Reproduce the records below line for line, leaving out the pictures.

────────────────────────────────────────

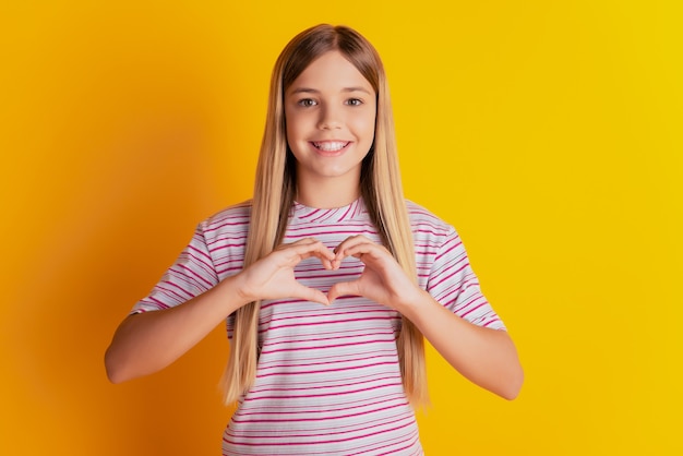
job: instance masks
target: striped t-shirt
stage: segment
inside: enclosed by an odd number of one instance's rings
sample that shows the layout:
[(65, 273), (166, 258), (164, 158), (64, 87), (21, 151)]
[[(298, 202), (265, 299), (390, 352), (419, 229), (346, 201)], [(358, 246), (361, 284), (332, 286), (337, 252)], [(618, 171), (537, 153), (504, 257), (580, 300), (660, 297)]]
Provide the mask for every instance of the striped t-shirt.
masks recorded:
[[(438, 217), (407, 203), (418, 279), (439, 302), (467, 321), (504, 329), (481, 293), (463, 243)], [(229, 207), (199, 225), (190, 244), (134, 312), (181, 304), (243, 262), (251, 206)], [(295, 203), (285, 242), (313, 237), (331, 250), (349, 236), (380, 242), (362, 200), (317, 209)], [(307, 259), (295, 269), (305, 286), (327, 292), (357, 278), (362, 263), (338, 271)], [(253, 387), (239, 400), (224, 433), (224, 455), (421, 455), (414, 411), (402, 385), (397, 312), (360, 297), (332, 305), (296, 299), (263, 301)], [(227, 320), (228, 337), (232, 319)]]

────────────────────────────────────────

**Correct answer**:
job: instance masks
target: striped t-shirt
stage: segment
inside: enclosed by an odd number of one instance's rings
sample that shows the layout:
[(65, 273), (166, 258), (164, 158), (64, 87), (21, 151)]
[[(298, 202), (265, 299), (390, 352), (419, 229), (346, 201)], [(358, 246), (361, 284), (332, 286), (337, 252)], [(618, 171), (537, 153), (504, 257), (580, 300), (660, 297)]]
Provide the mask for every instance of the striped t-shirt.
masks recorded:
[[(438, 217), (407, 203), (418, 279), (439, 302), (467, 321), (504, 329), (481, 293), (463, 243)], [(229, 207), (199, 225), (190, 244), (134, 312), (181, 304), (243, 262), (251, 206)], [(295, 203), (285, 242), (313, 237), (331, 250), (349, 236), (380, 242), (362, 200), (317, 209)], [(307, 259), (295, 269), (305, 286), (327, 292), (357, 278), (362, 263), (338, 271)], [(253, 387), (239, 400), (224, 433), (224, 455), (421, 455), (414, 411), (402, 385), (397, 312), (360, 297), (332, 305), (296, 299), (263, 301)], [(227, 320), (228, 337), (232, 319)]]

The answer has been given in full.